* Requirements *
Output every line of the items below as a JSON list of strings, one string per line, with blank lines omitted. Leave the pictures out of the answer.

======== Material for this exercise ========

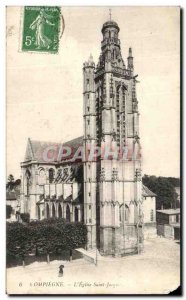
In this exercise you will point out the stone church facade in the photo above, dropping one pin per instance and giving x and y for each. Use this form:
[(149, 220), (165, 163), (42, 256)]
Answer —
[(104, 192)]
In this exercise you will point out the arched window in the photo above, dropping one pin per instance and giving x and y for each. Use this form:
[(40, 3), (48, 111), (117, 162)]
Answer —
[(38, 213), (59, 211), (47, 211), (68, 213), (51, 175), (76, 214), (53, 211)]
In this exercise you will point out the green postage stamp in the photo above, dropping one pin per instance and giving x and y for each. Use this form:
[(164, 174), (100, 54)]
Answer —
[(41, 29)]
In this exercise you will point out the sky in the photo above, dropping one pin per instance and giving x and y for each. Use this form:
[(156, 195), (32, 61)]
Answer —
[(44, 91)]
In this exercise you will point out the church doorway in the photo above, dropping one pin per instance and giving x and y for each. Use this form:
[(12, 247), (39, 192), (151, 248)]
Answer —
[(47, 211), (53, 211), (68, 213), (59, 211), (76, 214)]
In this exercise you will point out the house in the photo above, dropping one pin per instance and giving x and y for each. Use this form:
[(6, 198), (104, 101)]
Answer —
[(149, 212), (168, 223)]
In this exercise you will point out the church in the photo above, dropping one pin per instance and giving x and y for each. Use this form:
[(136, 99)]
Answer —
[(104, 191)]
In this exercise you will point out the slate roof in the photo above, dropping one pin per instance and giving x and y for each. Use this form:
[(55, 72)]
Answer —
[(36, 149), (146, 192)]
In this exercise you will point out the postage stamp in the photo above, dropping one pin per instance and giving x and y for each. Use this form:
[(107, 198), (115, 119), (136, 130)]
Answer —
[(41, 29)]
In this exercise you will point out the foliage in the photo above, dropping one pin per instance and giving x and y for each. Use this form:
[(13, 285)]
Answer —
[(46, 236), (25, 217), (8, 211), (164, 188)]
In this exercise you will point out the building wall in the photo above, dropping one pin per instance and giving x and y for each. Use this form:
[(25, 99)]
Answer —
[(149, 209)]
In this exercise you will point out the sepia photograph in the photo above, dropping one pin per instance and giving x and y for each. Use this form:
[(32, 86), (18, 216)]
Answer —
[(93, 187)]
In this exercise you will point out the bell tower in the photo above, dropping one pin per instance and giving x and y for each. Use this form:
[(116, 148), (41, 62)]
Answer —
[(112, 183)]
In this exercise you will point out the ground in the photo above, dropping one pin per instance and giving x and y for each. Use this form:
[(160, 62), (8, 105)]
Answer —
[(155, 271)]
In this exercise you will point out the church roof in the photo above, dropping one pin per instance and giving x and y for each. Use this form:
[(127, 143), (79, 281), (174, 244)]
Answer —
[(146, 192), (35, 149), (11, 195)]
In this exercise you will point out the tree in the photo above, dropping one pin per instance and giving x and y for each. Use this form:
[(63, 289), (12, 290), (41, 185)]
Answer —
[(18, 241)]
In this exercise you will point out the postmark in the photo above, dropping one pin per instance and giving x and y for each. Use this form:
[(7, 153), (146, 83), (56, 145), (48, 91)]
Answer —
[(42, 29)]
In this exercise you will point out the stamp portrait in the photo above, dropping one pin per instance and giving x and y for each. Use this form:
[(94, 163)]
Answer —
[(41, 29)]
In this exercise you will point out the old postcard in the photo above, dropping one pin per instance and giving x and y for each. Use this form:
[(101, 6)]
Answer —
[(93, 150)]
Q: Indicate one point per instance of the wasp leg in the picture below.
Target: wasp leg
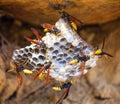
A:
(47, 77)
(40, 71)
(82, 67)
(36, 34)
(19, 77)
(64, 96)
(32, 41)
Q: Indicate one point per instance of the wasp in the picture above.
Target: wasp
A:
(83, 60)
(66, 86)
(36, 33)
(75, 23)
(101, 51)
(40, 75)
(21, 68)
(48, 27)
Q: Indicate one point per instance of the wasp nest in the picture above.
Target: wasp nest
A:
(61, 48)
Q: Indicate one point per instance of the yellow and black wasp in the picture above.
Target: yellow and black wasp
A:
(100, 51)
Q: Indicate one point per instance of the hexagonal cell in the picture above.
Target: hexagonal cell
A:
(55, 52)
(43, 51)
(62, 62)
(59, 58)
(19, 56)
(41, 57)
(63, 40)
(31, 50)
(24, 55)
(70, 50)
(35, 59)
(68, 59)
(26, 50)
(65, 55)
(33, 64)
(57, 44)
(60, 54)
(68, 45)
(54, 57)
(29, 55)
(39, 65)
(36, 50)
(51, 48)
(62, 47)
(20, 51)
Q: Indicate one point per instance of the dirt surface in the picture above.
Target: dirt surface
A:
(101, 85)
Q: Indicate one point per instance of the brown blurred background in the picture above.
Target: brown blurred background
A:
(101, 85)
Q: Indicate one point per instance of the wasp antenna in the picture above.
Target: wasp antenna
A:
(36, 34)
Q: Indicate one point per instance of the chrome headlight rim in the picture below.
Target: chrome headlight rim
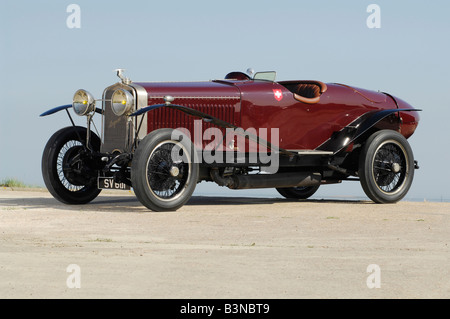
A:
(122, 102)
(83, 102)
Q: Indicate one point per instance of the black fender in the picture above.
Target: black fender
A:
(339, 140)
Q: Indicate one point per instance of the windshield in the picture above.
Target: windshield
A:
(265, 76)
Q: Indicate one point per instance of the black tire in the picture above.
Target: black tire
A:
(386, 167)
(160, 182)
(62, 147)
(298, 192)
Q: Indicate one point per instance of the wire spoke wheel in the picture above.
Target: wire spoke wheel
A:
(167, 178)
(67, 175)
(64, 158)
(386, 167)
(390, 167)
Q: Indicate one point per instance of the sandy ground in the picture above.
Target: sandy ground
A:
(222, 248)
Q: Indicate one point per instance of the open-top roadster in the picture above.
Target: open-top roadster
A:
(244, 131)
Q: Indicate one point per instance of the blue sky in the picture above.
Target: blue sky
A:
(43, 63)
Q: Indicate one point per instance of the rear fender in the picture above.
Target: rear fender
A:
(342, 139)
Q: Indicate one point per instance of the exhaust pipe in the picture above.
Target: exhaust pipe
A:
(279, 180)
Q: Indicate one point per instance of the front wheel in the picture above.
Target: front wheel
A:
(386, 167)
(164, 171)
(69, 173)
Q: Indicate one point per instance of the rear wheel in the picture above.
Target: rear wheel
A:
(69, 175)
(298, 192)
(164, 171)
(386, 167)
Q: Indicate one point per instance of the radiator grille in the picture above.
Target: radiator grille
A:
(115, 131)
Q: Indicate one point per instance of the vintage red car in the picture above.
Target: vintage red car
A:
(244, 131)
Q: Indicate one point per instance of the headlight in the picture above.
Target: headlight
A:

========

* Output below *
[
  "In this exercise you will point out the stone church facade in the photo above, dropping one pin per instance and giving x and y for each. Use this form:",
  "[(149, 220), (165, 163), (42, 256)]",
  "Answer —",
  "[(104, 192)]",
  "In this exercise you will point out the arched window in the photo above, dropping one pin per instance and giving x and y for each. Use this form:",
  "[(40, 3), (48, 111), (117, 162)]",
  "Answer —",
  "[(38, 213), (59, 211), (47, 211), (68, 213), (51, 175), (76, 214), (53, 211)]",
  "In this exercise you will point out the green postage stamp in the photo above, dropping one pin per instance and giving x and y for each. Use this form:",
  "[(164, 174), (100, 54)]",
  "Answer —",
  "[(41, 29)]",
  "In this exercise you will point out the sky in the photo above, dropping one pin per instance and giving x and y for each. Use this form:",
  "[(156, 195), (32, 61)]",
  "Answer —",
  "[(44, 91)]",
  "In this exercise you will point out the church doorway in the photo above, dropping one pin per instance and giving x and y for each. Use this form:",
  "[(12, 247), (39, 192), (151, 248)]",
  "Answer —",
  "[(47, 211), (53, 211), (68, 213), (59, 211), (76, 214)]",
  "In this exercise you will point out the house in the photo above, dropping one pin per instance and giving x and y for each. Use this form:",
  "[(6, 198), (104, 101)]",
  "Answer —",
  "[(149, 212), (168, 223)]",
  "In this exercise you will point out the church in the photo above, dropping one pin per instance and giving x and y for each. Use this form:",
  "[(136, 99)]",
  "Answer —",
  "[(104, 191)]",
  "In this exercise you will point out the slate roof in the photo above, dropping one pin per instance and giving x and y for each. Use this form:",
  "[(55, 72)]",
  "Answer —",
  "[(36, 149), (146, 192)]",
  "In this exercise you will point out the postage stamp in the photo above, dropping one pin per instance and giving x and y for each. Use this form:",
  "[(107, 198), (115, 119), (136, 130)]",
  "Answer —",
  "[(41, 29)]",
  "In this exercise you will point out the foliage in the photo above, dropping one pin per instance and giving x and y for each. Use this form:",
  "[(13, 285)]",
  "Answer —",
  "[(46, 236), (25, 217), (8, 211), (164, 188)]",
  "In this exercise you will point out the building wall in the photo above, dropping one pin per instance and giving x and y for each. Use this form:",
  "[(25, 99)]",
  "Answer —",
  "[(149, 209)]",
  "In this exercise you will point out the sepia photograph in the photo above, dropping one pin per instance and giving x and y for each. Use this form:",
  "[(32, 86), (18, 216)]",
  "Answer —",
  "[(93, 187)]",
  "In this exercise you will point out the bell tower in the photo above, dropping one pin per instance and giving x and y for each. Use this form:",
  "[(116, 148), (41, 62)]",
  "Answer —",
  "[(112, 183)]",
  "In this exercise you will point out the ground in the photo above, dropping one pin per instance and giving x and y for each. Use this form:",
  "[(160, 62), (8, 105)]",
  "Answer —",
  "[(155, 271)]",
  "In this exercise you will point out the church roof in the photo above, dropping one pin per instance and giving x and y for each. Use this form:",
  "[(127, 143), (79, 281), (174, 244)]",
  "Answer —",
  "[(146, 192), (35, 149), (11, 195)]",
  "In this exercise you will point out the tree in the photo above, dropping one pin per instance and giving x and y for each. Use this form:",
  "[(63, 289), (12, 290), (41, 185)]",
  "Answer —",
  "[(18, 241)]",
  "In this exercise you will point out the postmark in the photo above, dropping one pin per instance and giving x and y for each. Use this form:",
  "[(7, 153), (146, 83), (56, 145), (48, 91)]",
  "Answer —",
  "[(42, 29)]",
  "In this exercise you will point out the stamp portrait in the photo above, dropping one pin per instance and giving x and y for each. Use this form:",
  "[(94, 163)]",
  "Answer —",
  "[(41, 29)]",
  "In this exercise you will point out the old postcard in the photo above, dropping one pin per instance and giving x and y for each. Use this form:",
  "[(101, 6)]",
  "Answer —",
  "[(93, 150)]",
  "Q: Indicate one point per instance of the wasp leg in the picture below.",
  "Target: wasp leg",
  "A:",
  "(47, 77)",
  "(40, 71)",
  "(82, 67)",
  "(36, 34)",
  "(19, 77)",
  "(64, 96)",
  "(32, 41)",
  "Q: Indicate one point per instance of the wasp in the picture above.",
  "Target: wasp",
  "A:",
  "(83, 60)",
  "(66, 86)",
  "(36, 33)",
  "(75, 23)",
  "(101, 51)",
  "(40, 75)",
  "(21, 68)",
  "(48, 27)",
  "Q: Indicate one point per instance of the wasp nest in the picture above.",
  "Target: wasp nest",
  "A:",
  "(61, 48)",
  "Q: Indicate one point per instance of the yellow and black wasp in the picture above.",
  "Target: yellow and black wasp",
  "A:",
  "(100, 51)",
  "Q: Indicate one point per instance of the hexagonal cell in the picture above.",
  "Target: hexagonal cell",
  "A:",
  "(55, 52)",
  "(43, 51)",
  "(62, 62)",
  "(59, 58)",
  "(19, 56)",
  "(41, 57)",
  "(63, 40)",
  "(31, 50)",
  "(24, 55)",
  "(70, 50)",
  "(35, 59)",
  "(68, 59)",
  "(26, 50)",
  "(65, 55)",
  "(33, 64)",
  "(57, 44)",
  "(60, 54)",
  "(68, 45)",
  "(54, 57)",
  "(29, 55)",
  "(39, 65)",
  "(36, 50)",
  "(51, 48)",
  "(62, 47)",
  "(20, 51)",
  "Q: Indicate one point per instance of the dirt surface in the picture above.",
  "Target: dirt surface",
  "A:",
  "(101, 85)",
  "Q: Indicate one point per instance of the brown blurred background in the picture above.",
  "Target: brown blurred background",
  "A:",
  "(101, 85)",
  "Q: Indicate one point per instance of the wasp antenna in the picture above.",
  "Target: wasp antenna",
  "A:",
  "(36, 34)",
  "Q: Indicate one point per instance of the chrome headlight rim in the picture below.",
  "Target: chrome headlight rim",
  "A:",
  "(122, 102)",
  "(83, 102)",
  "Q: Indicate one point per instance of the black fender in the picture above.",
  "Target: black fender",
  "A:",
  "(339, 140)",
  "Q: Indicate one point per instance of the windshield in the picture above.",
  "Target: windshield",
  "A:",
  "(265, 76)",
  "Q: Indicate one point per instance of the black tire in the picture above.",
  "Target: black tire",
  "A:",
  "(386, 167)",
  "(160, 182)",
  "(62, 147)",
  "(298, 192)",
  "Q: Indicate one point per instance of the wire spoke wheel in the picture above.",
  "Target: wire spoke wheel",
  "A:",
  "(167, 178)",
  "(67, 175)",
  "(64, 158)",
  "(386, 167)",
  "(390, 167)",
  "Q: Indicate one point per instance of the sandy ground in the picture above.",
  "Target: sandy ground",
  "A:",
  "(222, 248)",
  "Q: Indicate one point per instance of the open-top roadster in the picture above.",
  "Target: open-top roadster",
  "A:",
  "(244, 131)",
  "Q: Indicate one point per instance of the blue sky in the picture above.",
  "Target: blue sky",
  "A:",
  "(43, 63)",
  "Q: Indicate one point per instance of the rear fender in the picture above.",
  "Target: rear fender",
  "A:",
  "(342, 139)",
  "Q: Indicate one point per instance of the exhaust pipe in the picture above.",
  "Target: exhaust pipe",
  "A:",
  "(279, 180)",
  "Q: Indicate one point per instance of the front wheel in the picture above.",
  "Target: front wheel",
  "A:",
  "(386, 167)",
  "(164, 171)",
  "(69, 173)",
  "Q: Indicate one point per instance of the rear wheel in the picture above.",
  "Target: rear wheel",
  "A:",
  "(69, 175)",
  "(298, 192)",
  "(164, 171)",
  "(386, 167)",
  "Q: Indicate one point per instance of the radiator grille in the picture above.",
  "Target: radiator grille",
  "A:",
  "(115, 131)",
  "Q: Indicate one point per instance of the vintage red car in the picture above.",
  "Target: vintage red car",
  "A:",
  "(244, 131)",
  "Q: Indicate one point per instance of the headlight in the picture above.",
  "Target: headlight",
  "A:"
]